- _Objective_: Could you copy out every line of the items below word for word, leaving the pictures out?

- _Given entries_:
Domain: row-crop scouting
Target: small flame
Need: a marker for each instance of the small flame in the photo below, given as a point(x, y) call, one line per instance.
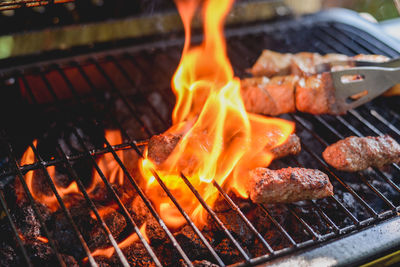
point(104, 211)
point(225, 141)
point(106, 162)
point(43, 239)
point(108, 252)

- _Finished exercise_:
Domain: row-crop scouting
Target: small flame
Need: a marker for each instance of the small flame in the photo below, given as a point(x, y) call, one line per instance.
point(104, 211)
point(225, 141)
point(106, 162)
point(43, 239)
point(108, 252)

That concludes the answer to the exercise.